To do:
Present the material below as a Markdown table with the columns Row and Material line, covering only the lines from the one containing "Expected: for every instance of the double-hung" through the end of the material. Leave out blank lines.

Data:

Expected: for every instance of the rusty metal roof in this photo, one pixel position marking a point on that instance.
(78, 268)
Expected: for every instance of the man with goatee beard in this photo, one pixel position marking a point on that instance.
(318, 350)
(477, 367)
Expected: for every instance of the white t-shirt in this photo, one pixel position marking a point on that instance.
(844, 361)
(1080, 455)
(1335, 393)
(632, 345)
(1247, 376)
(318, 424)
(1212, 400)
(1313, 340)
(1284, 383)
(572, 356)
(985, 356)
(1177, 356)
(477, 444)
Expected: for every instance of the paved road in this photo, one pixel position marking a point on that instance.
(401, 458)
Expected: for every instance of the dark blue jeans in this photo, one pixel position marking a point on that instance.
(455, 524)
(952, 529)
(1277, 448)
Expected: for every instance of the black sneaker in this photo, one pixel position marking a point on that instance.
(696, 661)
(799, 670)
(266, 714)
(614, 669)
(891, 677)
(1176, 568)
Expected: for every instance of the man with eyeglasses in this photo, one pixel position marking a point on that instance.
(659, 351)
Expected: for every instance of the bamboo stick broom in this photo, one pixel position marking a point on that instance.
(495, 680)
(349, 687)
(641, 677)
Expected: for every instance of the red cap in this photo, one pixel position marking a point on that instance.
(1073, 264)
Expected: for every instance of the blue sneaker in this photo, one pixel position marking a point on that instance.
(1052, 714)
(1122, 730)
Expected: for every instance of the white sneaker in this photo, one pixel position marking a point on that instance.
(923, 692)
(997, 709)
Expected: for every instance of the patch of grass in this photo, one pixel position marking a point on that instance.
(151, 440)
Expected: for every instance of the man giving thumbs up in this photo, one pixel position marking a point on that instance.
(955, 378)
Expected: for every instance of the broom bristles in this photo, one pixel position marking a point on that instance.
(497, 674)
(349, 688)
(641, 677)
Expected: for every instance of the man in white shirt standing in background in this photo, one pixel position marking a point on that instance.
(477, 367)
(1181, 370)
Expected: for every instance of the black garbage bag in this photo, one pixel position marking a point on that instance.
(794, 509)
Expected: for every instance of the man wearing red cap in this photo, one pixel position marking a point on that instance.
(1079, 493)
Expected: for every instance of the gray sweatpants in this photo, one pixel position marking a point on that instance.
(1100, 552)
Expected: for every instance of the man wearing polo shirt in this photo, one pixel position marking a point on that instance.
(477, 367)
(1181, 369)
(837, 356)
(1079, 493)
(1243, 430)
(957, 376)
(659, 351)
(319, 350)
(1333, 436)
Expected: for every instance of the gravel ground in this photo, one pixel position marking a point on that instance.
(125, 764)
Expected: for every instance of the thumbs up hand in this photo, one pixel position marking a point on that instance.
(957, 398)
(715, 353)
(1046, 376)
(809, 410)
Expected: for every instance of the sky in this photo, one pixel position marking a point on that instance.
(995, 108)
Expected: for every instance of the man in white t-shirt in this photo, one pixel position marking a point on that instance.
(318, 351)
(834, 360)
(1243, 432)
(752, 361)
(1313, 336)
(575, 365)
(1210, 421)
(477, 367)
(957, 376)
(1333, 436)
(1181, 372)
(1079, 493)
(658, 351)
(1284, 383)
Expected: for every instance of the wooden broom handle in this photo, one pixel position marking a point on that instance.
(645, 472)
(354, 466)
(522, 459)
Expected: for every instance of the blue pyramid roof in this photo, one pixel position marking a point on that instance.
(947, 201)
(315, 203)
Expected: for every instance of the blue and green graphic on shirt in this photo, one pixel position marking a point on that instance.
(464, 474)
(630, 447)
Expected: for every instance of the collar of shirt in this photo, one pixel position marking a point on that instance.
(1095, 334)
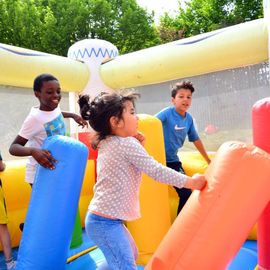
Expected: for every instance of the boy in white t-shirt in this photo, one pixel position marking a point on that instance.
(43, 121)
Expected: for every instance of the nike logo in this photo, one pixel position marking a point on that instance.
(178, 128)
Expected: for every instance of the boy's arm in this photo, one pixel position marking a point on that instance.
(199, 145)
(77, 118)
(43, 157)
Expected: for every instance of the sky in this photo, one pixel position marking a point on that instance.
(160, 6)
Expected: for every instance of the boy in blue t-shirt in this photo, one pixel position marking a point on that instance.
(177, 123)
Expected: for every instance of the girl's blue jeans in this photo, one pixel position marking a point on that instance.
(114, 240)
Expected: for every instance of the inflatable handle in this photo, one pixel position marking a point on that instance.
(53, 205)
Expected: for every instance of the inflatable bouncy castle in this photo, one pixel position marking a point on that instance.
(216, 222)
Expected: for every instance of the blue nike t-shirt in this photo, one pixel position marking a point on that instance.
(175, 129)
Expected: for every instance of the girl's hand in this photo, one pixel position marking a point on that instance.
(44, 158)
(197, 181)
(140, 137)
(78, 119)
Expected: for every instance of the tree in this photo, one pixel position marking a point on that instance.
(54, 25)
(200, 16)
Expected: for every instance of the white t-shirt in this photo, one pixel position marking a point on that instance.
(37, 126)
(120, 164)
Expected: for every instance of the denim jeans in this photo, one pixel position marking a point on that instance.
(114, 240)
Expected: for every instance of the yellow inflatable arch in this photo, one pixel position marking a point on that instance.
(188, 57)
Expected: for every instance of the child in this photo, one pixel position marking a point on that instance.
(121, 161)
(177, 124)
(43, 121)
(4, 233)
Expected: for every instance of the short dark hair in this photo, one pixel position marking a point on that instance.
(38, 82)
(104, 106)
(182, 85)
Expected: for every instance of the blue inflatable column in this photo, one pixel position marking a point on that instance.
(53, 205)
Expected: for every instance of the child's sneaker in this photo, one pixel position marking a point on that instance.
(11, 265)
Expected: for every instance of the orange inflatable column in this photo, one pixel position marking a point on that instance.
(216, 221)
(261, 138)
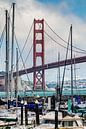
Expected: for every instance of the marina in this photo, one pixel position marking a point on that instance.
(36, 89)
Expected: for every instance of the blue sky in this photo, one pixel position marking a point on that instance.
(59, 14)
(78, 7)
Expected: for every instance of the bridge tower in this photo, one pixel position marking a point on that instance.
(38, 52)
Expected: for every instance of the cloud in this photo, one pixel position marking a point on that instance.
(59, 17)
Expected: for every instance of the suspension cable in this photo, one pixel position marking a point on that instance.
(22, 59)
(64, 70)
(63, 39)
(2, 37)
(61, 44)
(28, 55)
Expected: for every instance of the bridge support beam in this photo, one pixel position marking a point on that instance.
(38, 53)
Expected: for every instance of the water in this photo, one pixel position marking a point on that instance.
(46, 93)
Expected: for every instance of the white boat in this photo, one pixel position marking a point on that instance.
(68, 122)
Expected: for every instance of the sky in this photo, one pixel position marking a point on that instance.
(59, 14)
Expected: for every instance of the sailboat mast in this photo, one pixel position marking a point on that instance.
(71, 66)
(12, 49)
(7, 55)
(17, 74)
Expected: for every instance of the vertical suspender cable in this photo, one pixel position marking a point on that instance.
(12, 49)
(71, 67)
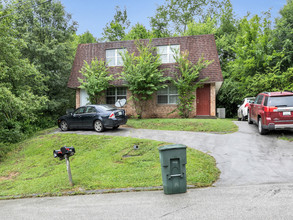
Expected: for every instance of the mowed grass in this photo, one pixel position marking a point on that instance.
(197, 125)
(100, 162)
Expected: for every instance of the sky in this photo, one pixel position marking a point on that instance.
(93, 15)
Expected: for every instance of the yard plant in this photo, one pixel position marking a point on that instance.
(100, 162)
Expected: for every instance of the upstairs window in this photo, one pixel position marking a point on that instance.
(113, 57)
(168, 95)
(167, 53)
(113, 94)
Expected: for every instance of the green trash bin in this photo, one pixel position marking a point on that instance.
(173, 161)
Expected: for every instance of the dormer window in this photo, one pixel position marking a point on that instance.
(113, 57)
(167, 53)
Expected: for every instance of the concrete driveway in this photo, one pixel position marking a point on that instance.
(244, 157)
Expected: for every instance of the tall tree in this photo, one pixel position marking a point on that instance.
(115, 30)
(47, 31)
(21, 86)
(86, 38)
(284, 35)
(159, 23)
(181, 12)
(138, 31)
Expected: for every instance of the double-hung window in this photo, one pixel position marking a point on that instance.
(113, 94)
(113, 57)
(167, 53)
(168, 95)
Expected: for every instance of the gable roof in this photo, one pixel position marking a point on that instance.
(196, 45)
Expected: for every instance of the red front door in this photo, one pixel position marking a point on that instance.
(203, 99)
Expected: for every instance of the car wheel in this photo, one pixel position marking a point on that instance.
(261, 130)
(98, 125)
(248, 118)
(64, 126)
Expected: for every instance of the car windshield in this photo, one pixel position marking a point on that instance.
(106, 107)
(280, 101)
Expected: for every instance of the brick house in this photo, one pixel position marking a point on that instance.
(164, 101)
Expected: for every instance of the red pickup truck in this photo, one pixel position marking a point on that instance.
(272, 111)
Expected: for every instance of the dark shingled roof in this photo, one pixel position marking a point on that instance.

Response to this exercise:
| Row | Material line |
|---|---|
| 1 | Expected: for every instance of the double-hung window in this photo, one pixel position marking a point on that instance. |
| 2 | (113, 94) |
| 3 | (113, 57) |
| 4 | (167, 53) |
| 5 | (168, 95) |
| 6 | Expected: for every instance of the gable roof in this photo, one pixel position marking a point on that instance. |
| 7 | (196, 45) |
| 8 | Expected: for every instance of the red front door in this photo, one pixel position marking a point on that instance. |
| 9 | (203, 99) |
| 10 | Expected: for every instance of the car wheel in this photo, one pixel position marking a point on that instance. |
| 11 | (261, 130) |
| 12 | (98, 125) |
| 13 | (248, 118) |
| 14 | (64, 126) |
| 15 | Expected: for every instance of the car windshield in this photo, one pixel position marking a point on that instance. |
| 16 | (106, 107) |
| 17 | (280, 101) |
| 18 | Expected: for every instance of the brick house in this photo, one pixel position marking a point on that instance. |
| 19 | (164, 101) |
| 20 | Expected: for every instance of the red pickup truck in this photo, one pixel position marking a point on that instance. |
| 21 | (272, 111) |
| 22 | Expected: for every instance of the dark shingled roof in this photo, one pixel position marking a point on that instance. |